:: Task material

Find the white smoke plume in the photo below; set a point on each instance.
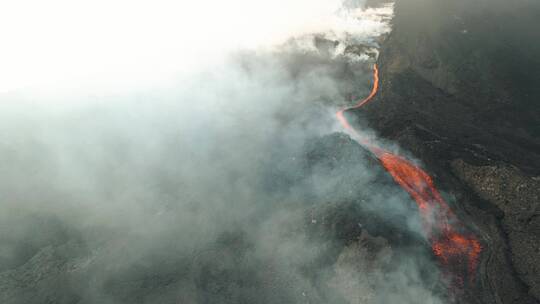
(155, 152)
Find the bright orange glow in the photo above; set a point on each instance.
(456, 250)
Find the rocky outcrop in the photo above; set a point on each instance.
(518, 197)
(459, 90)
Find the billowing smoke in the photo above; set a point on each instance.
(226, 185)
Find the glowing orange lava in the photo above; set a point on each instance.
(455, 249)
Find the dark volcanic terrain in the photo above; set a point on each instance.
(321, 222)
(460, 89)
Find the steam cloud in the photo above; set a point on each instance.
(222, 188)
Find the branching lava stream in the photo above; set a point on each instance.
(456, 250)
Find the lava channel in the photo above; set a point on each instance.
(457, 251)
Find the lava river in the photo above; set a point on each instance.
(456, 250)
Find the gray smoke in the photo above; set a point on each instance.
(229, 188)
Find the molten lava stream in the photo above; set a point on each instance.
(457, 251)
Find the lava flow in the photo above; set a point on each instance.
(456, 250)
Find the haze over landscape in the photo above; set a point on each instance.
(269, 152)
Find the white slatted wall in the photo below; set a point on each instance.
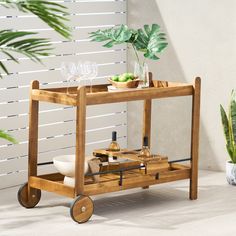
(57, 123)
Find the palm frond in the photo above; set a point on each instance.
(6, 136)
(19, 42)
(53, 14)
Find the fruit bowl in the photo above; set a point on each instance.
(129, 84)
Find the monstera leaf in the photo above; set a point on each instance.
(229, 127)
(150, 41)
(113, 35)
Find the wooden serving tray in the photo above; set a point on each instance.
(154, 164)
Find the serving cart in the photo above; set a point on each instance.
(110, 180)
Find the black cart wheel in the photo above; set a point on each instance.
(28, 201)
(81, 209)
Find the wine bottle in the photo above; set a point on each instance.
(114, 146)
(145, 151)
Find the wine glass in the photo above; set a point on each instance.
(93, 74)
(87, 70)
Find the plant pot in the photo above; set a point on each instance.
(231, 172)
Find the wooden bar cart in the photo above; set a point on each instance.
(110, 181)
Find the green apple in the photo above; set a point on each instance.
(131, 76)
(115, 78)
(122, 78)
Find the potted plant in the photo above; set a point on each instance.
(229, 127)
(150, 41)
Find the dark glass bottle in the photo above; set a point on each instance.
(114, 146)
(145, 151)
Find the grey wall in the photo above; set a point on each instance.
(202, 42)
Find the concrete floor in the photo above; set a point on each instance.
(161, 210)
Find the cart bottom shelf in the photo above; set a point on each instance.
(110, 182)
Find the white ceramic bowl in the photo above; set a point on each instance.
(66, 165)
(69, 181)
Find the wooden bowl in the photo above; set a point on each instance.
(130, 84)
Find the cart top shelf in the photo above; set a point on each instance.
(101, 95)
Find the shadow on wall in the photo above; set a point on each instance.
(171, 118)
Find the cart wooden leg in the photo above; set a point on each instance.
(193, 191)
(80, 141)
(147, 110)
(33, 138)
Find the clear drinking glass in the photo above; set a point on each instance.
(87, 70)
(141, 70)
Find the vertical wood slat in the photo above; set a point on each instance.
(80, 140)
(33, 132)
(193, 194)
(147, 114)
(33, 135)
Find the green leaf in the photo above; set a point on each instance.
(53, 14)
(225, 123)
(114, 35)
(6, 136)
(233, 115)
(19, 42)
(150, 40)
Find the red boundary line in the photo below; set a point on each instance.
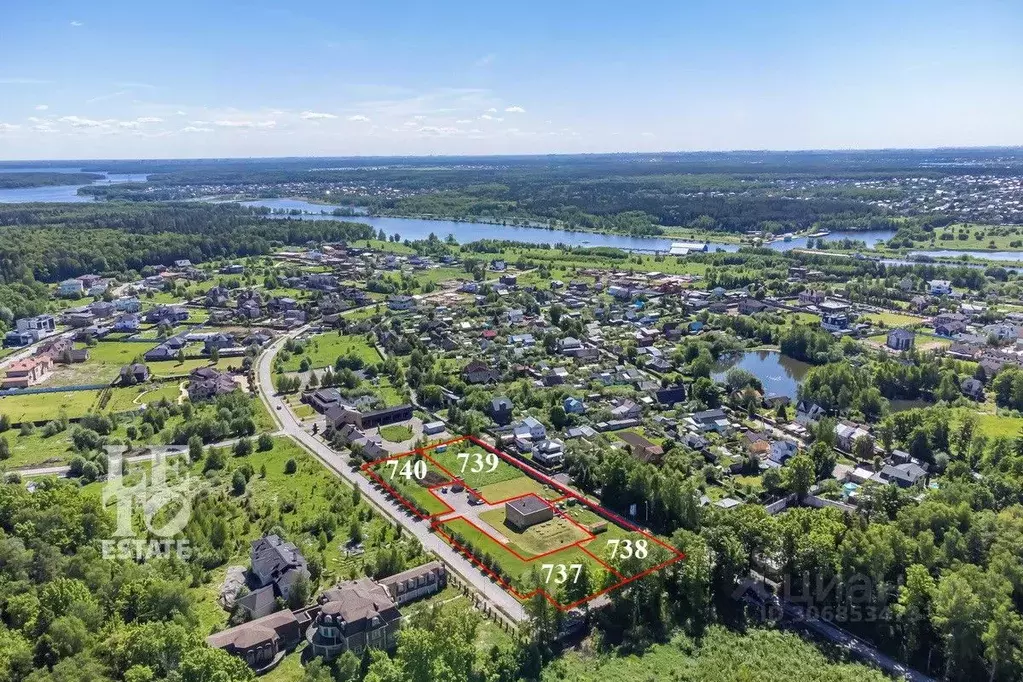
(437, 525)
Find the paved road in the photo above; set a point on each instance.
(340, 464)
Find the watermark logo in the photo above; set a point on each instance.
(164, 493)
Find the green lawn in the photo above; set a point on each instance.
(538, 539)
(473, 466)
(516, 487)
(412, 489)
(516, 567)
(45, 406)
(395, 433)
(124, 399)
(323, 350)
(890, 319)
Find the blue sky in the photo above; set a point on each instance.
(262, 79)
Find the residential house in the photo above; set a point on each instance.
(500, 410)
(811, 298)
(671, 396)
(71, 288)
(276, 566)
(134, 373)
(524, 512)
(401, 303)
(904, 475)
(573, 405)
(127, 322)
(550, 453)
(710, 420)
(750, 306)
(834, 316)
(27, 372)
(641, 448)
(973, 389)
(355, 616)
(261, 643)
(531, 428)
(207, 382)
(415, 583)
(809, 413)
(478, 371)
(847, 434)
(342, 414)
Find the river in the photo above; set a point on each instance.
(59, 193)
(420, 228)
(779, 373)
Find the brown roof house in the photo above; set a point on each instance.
(263, 642)
(207, 382)
(523, 512)
(353, 617)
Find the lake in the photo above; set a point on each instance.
(777, 373)
(463, 232)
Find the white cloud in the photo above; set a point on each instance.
(21, 81)
(245, 124)
(78, 122)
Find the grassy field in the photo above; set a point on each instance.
(890, 319)
(474, 467)
(323, 350)
(294, 502)
(130, 398)
(538, 539)
(45, 406)
(516, 487)
(519, 569)
(412, 489)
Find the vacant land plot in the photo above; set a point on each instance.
(395, 433)
(890, 319)
(46, 406)
(323, 351)
(517, 569)
(477, 467)
(518, 487)
(401, 474)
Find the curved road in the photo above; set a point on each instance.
(340, 464)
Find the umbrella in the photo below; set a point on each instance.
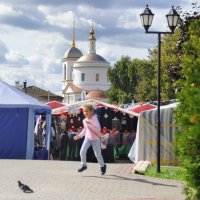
(55, 104)
(142, 107)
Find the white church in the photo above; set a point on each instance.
(84, 76)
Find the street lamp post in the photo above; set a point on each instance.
(172, 19)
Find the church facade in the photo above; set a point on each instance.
(82, 74)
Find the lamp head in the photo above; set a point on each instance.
(172, 19)
(146, 18)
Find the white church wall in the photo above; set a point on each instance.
(90, 82)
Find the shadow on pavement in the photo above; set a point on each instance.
(115, 177)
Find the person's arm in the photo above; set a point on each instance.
(94, 126)
(81, 134)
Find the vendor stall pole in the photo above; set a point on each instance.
(172, 19)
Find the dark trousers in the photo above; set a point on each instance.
(63, 146)
(72, 147)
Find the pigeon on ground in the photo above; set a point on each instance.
(24, 188)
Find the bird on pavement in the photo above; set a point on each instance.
(24, 188)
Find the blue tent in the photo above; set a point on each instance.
(17, 118)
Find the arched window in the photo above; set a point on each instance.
(82, 77)
(97, 77)
(64, 72)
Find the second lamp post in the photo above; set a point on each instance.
(172, 19)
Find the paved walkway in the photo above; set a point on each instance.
(59, 180)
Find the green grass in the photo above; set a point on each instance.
(167, 172)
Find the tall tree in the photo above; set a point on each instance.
(188, 113)
(146, 82)
(170, 65)
(123, 80)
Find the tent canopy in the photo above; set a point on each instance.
(145, 145)
(55, 104)
(142, 107)
(17, 118)
(75, 107)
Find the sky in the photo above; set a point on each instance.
(35, 34)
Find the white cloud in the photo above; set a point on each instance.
(36, 35)
(9, 11)
(129, 19)
(16, 59)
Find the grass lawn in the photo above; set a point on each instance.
(168, 172)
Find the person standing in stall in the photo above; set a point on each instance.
(92, 133)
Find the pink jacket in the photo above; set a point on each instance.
(92, 129)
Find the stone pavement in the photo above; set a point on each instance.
(59, 180)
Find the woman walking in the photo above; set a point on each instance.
(92, 133)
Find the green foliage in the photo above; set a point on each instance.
(170, 65)
(188, 114)
(123, 80)
(146, 83)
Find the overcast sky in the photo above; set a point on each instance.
(35, 34)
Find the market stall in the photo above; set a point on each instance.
(17, 121)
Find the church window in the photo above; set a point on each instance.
(97, 77)
(64, 72)
(82, 77)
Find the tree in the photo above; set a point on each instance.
(170, 65)
(146, 81)
(123, 80)
(188, 114)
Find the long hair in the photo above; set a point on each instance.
(89, 107)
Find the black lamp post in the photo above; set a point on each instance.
(172, 19)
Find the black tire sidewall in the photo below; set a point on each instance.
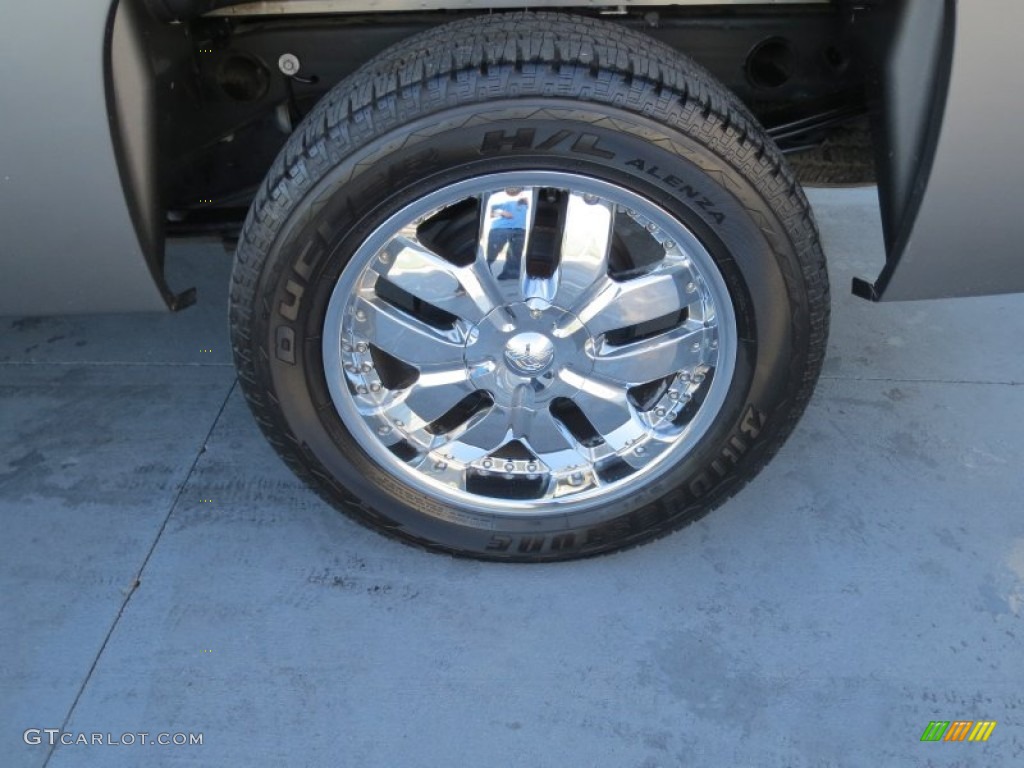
(707, 190)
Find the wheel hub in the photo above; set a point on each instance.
(511, 387)
(528, 353)
(540, 348)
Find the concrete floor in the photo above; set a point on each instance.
(869, 581)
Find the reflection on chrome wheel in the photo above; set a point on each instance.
(528, 287)
(589, 350)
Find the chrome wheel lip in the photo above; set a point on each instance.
(562, 500)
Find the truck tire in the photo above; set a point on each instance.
(528, 287)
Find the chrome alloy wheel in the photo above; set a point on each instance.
(529, 343)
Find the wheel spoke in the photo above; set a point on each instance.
(403, 336)
(420, 271)
(586, 240)
(436, 392)
(552, 443)
(483, 434)
(653, 358)
(610, 305)
(505, 223)
(607, 407)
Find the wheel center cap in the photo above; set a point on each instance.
(528, 352)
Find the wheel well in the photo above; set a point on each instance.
(226, 105)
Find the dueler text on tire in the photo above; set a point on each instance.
(528, 287)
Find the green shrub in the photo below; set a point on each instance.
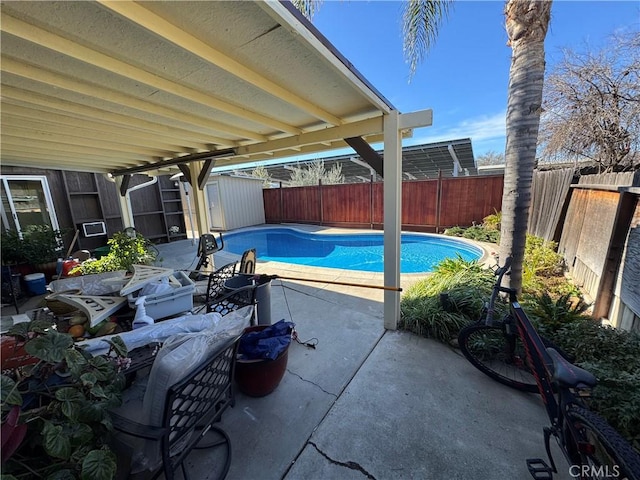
(426, 313)
(482, 234)
(454, 231)
(553, 314)
(541, 262)
(492, 222)
(613, 356)
(124, 252)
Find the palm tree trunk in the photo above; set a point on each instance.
(527, 23)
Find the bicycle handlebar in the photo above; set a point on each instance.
(497, 287)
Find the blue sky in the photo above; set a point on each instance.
(464, 77)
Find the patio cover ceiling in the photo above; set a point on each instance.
(122, 87)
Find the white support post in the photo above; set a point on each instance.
(200, 203)
(392, 216)
(126, 211)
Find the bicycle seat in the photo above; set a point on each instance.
(569, 375)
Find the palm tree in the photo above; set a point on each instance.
(527, 22)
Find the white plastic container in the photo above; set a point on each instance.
(179, 300)
(36, 283)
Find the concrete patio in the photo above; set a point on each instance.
(370, 403)
(367, 403)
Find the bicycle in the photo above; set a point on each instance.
(511, 351)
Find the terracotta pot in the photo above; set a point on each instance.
(260, 377)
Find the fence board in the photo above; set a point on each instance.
(419, 203)
(349, 205)
(586, 235)
(301, 204)
(467, 200)
(549, 191)
(271, 198)
(622, 179)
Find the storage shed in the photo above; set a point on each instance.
(234, 202)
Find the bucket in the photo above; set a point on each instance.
(263, 294)
(36, 284)
(260, 377)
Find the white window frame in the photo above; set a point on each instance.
(44, 183)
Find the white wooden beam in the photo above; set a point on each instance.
(89, 56)
(392, 216)
(119, 99)
(176, 35)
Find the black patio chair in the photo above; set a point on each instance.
(248, 262)
(233, 300)
(189, 407)
(215, 284)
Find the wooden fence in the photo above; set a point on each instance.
(595, 219)
(427, 205)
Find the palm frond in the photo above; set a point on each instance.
(307, 7)
(421, 20)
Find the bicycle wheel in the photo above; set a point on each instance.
(600, 451)
(497, 355)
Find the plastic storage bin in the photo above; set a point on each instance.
(36, 283)
(168, 304)
(263, 294)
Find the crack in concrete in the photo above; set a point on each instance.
(350, 465)
(312, 383)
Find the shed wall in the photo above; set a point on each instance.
(241, 201)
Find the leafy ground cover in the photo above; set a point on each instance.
(453, 296)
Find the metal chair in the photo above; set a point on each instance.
(190, 408)
(248, 262)
(234, 300)
(215, 285)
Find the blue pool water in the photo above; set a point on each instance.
(364, 252)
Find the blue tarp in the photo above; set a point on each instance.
(266, 343)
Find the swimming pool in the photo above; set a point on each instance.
(362, 251)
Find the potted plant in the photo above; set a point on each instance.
(12, 248)
(55, 412)
(125, 250)
(42, 244)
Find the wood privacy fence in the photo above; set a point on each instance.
(596, 221)
(427, 205)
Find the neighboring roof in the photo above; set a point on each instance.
(108, 86)
(419, 162)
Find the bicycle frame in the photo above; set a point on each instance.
(543, 368)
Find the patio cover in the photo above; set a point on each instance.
(130, 87)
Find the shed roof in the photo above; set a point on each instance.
(122, 87)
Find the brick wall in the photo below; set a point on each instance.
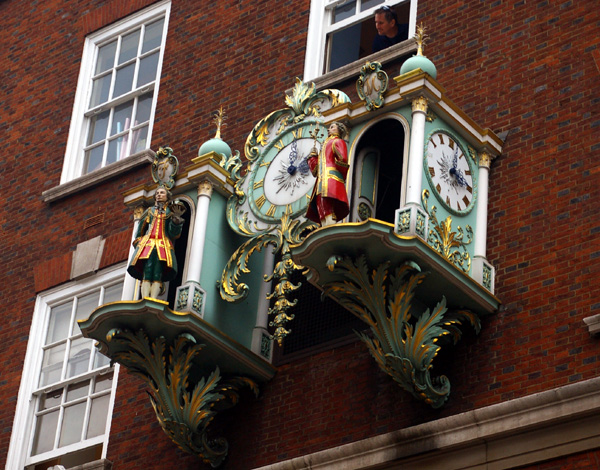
(527, 68)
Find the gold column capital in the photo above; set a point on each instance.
(419, 104)
(485, 160)
(205, 188)
(137, 212)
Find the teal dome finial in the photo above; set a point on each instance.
(419, 61)
(216, 144)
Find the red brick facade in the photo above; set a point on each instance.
(527, 69)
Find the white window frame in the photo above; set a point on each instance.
(74, 155)
(22, 433)
(320, 25)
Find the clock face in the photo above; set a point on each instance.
(282, 180)
(450, 173)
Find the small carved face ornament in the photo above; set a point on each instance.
(161, 195)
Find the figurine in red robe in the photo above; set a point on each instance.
(154, 259)
(329, 200)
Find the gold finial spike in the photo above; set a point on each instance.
(421, 38)
(219, 120)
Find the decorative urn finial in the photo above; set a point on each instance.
(419, 61)
(216, 144)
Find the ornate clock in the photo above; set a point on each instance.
(450, 172)
(280, 178)
(277, 180)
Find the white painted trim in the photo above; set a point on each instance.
(20, 442)
(518, 432)
(72, 165)
(319, 25)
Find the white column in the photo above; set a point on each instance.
(260, 332)
(482, 271)
(482, 203)
(130, 283)
(205, 189)
(415, 155)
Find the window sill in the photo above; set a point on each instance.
(98, 176)
(101, 464)
(352, 69)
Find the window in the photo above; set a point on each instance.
(117, 92)
(342, 31)
(67, 386)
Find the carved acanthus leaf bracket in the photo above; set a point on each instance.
(183, 413)
(404, 341)
(290, 232)
(451, 245)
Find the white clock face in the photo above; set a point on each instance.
(450, 173)
(288, 177)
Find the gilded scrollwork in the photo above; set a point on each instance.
(372, 85)
(183, 413)
(404, 342)
(290, 232)
(448, 243)
(419, 104)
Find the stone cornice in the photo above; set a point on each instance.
(513, 433)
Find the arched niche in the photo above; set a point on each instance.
(379, 168)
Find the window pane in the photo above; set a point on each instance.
(344, 11)
(85, 305)
(58, 325)
(98, 127)
(117, 149)
(124, 80)
(345, 46)
(50, 399)
(122, 118)
(93, 159)
(147, 72)
(98, 414)
(72, 424)
(103, 382)
(153, 35)
(144, 109)
(52, 365)
(140, 137)
(129, 46)
(366, 4)
(100, 90)
(113, 293)
(79, 357)
(78, 390)
(100, 360)
(106, 57)
(45, 431)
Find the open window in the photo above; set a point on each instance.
(342, 31)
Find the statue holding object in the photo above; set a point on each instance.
(154, 260)
(329, 200)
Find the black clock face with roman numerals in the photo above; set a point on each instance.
(450, 173)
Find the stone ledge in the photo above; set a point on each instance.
(517, 432)
(98, 176)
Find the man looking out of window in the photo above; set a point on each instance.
(389, 31)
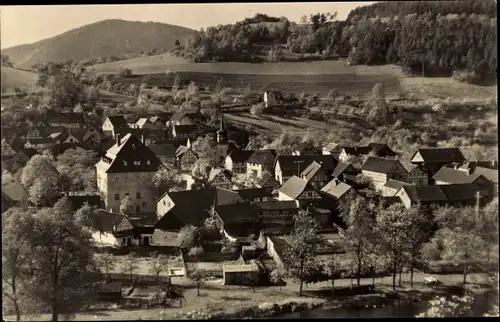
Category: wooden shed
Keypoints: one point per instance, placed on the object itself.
(246, 274)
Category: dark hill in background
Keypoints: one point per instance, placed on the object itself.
(104, 38)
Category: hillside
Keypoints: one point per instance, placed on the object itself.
(15, 78)
(104, 38)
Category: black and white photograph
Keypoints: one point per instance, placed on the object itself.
(273, 160)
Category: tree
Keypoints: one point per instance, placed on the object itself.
(61, 275)
(107, 262)
(300, 248)
(15, 254)
(197, 278)
(359, 218)
(129, 264)
(157, 265)
(391, 227)
(277, 276)
(186, 237)
(127, 206)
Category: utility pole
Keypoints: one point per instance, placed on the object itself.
(298, 167)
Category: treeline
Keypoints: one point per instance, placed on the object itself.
(403, 8)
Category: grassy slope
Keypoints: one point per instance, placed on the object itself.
(104, 38)
(12, 78)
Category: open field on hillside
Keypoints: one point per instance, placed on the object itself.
(12, 78)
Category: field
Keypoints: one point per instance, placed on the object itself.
(16, 78)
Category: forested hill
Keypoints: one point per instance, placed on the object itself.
(443, 8)
(100, 39)
(446, 37)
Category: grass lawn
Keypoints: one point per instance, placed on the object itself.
(214, 297)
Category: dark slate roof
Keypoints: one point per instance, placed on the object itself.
(310, 171)
(340, 168)
(396, 184)
(288, 165)
(277, 205)
(425, 193)
(118, 121)
(264, 157)
(251, 193)
(336, 189)
(441, 155)
(460, 192)
(130, 149)
(77, 201)
(454, 176)
(165, 149)
(379, 165)
(240, 156)
(489, 174)
(293, 187)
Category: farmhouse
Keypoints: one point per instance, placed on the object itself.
(380, 170)
(286, 166)
(244, 274)
(236, 161)
(306, 148)
(113, 123)
(127, 169)
(220, 178)
(433, 159)
(261, 161)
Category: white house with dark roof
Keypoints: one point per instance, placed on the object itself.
(127, 169)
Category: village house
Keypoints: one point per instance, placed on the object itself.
(346, 172)
(220, 178)
(190, 207)
(185, 158)
(380, 170)
(414, 174)
(261, 161)
(273, 98)
(127, 169)
(306, 148)
(165, 152)
(14, 195)
(67, 120)
(391, 187)
(268, 181)
(236, 161)
(287, 166)
(113, 123)
(433, 159)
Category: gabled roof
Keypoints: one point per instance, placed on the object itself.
(166, 149)
(454, 176)
(427, 193)
(118, 121)
(216, 171)
(240, 156)
(396, 184)
(336, 189)
(379, 165)
(122, 158)
(251, 193)
(310, 171)
(340, 168)
(460, 192)
(442, 155)
(288, 162)
(489, 174)
(293, 187)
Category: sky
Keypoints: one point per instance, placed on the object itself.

::::

Say how many lines in the listing above hold "hillside". Give the number only.

# Exercise output:
2